Data for the task =>
---

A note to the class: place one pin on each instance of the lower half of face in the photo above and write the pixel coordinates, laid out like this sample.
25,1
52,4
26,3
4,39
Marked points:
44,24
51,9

---

Line by line, give the material above again exactly.

Answer for the task =>
A note to the class: place one pin on each instance of the lower half of face in the photo above and write the pixel coordinates, laid out like this sample.
25,1
52,4
26,3
4,39
Marked points:
44,24
51,9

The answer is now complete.